Locate every line in the records below that contains the word "green", and copy each such line in full.

# [RECORDS SUPPLIED]
··········
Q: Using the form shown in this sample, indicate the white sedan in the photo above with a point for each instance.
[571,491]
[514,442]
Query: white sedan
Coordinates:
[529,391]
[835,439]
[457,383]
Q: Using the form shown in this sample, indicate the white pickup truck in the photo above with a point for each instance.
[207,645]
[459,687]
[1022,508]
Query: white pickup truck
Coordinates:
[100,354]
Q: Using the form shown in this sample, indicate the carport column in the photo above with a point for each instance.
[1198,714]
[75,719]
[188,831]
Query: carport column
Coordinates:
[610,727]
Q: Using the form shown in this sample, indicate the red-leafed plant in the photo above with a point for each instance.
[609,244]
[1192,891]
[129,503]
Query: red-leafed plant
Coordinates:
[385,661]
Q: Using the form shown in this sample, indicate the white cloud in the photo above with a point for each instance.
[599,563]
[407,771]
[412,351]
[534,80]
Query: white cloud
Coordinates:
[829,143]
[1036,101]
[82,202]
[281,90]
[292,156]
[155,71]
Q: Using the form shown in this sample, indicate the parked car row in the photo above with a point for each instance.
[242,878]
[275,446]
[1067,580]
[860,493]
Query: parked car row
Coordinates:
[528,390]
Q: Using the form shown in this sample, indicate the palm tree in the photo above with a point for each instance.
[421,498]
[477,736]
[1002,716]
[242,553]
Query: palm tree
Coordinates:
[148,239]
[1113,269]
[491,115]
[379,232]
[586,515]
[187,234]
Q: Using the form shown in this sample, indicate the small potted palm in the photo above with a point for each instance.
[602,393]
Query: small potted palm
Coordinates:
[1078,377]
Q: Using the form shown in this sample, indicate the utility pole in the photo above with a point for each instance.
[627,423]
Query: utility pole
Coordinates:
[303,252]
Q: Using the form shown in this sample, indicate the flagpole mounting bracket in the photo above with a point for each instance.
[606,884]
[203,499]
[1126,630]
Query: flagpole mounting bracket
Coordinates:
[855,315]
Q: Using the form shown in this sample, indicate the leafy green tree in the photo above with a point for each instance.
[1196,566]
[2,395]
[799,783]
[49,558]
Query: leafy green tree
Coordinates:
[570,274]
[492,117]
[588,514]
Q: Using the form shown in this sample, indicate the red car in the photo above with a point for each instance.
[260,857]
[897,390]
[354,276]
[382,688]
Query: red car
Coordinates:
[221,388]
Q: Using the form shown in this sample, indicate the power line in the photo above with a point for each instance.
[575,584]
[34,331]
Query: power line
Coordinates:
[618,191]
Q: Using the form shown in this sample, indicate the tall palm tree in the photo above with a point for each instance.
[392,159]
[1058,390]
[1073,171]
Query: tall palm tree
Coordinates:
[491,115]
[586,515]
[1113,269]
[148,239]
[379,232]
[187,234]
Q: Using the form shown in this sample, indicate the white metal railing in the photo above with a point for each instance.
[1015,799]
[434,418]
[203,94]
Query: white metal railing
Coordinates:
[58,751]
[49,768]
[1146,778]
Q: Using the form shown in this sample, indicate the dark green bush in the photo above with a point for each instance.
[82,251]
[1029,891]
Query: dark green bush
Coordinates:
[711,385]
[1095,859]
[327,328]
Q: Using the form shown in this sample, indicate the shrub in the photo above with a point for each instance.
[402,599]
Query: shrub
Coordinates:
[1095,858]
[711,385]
··········
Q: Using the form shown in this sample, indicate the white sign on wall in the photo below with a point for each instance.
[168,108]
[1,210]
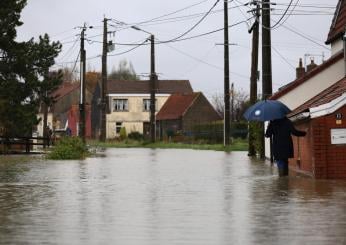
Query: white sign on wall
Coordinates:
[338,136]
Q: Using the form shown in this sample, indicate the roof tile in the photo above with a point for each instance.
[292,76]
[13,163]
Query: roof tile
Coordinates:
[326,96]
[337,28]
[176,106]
··········
# [ANSWER IN FULL]
Q: Using the form shown in this sample, indicate the leafy green tree in the photo above with a point for each instance.
Query: leafy green tree
Q: Using the form shown in this sample, indicate the dark green bush in the photo above with a point for each instance.
Query: dark green bush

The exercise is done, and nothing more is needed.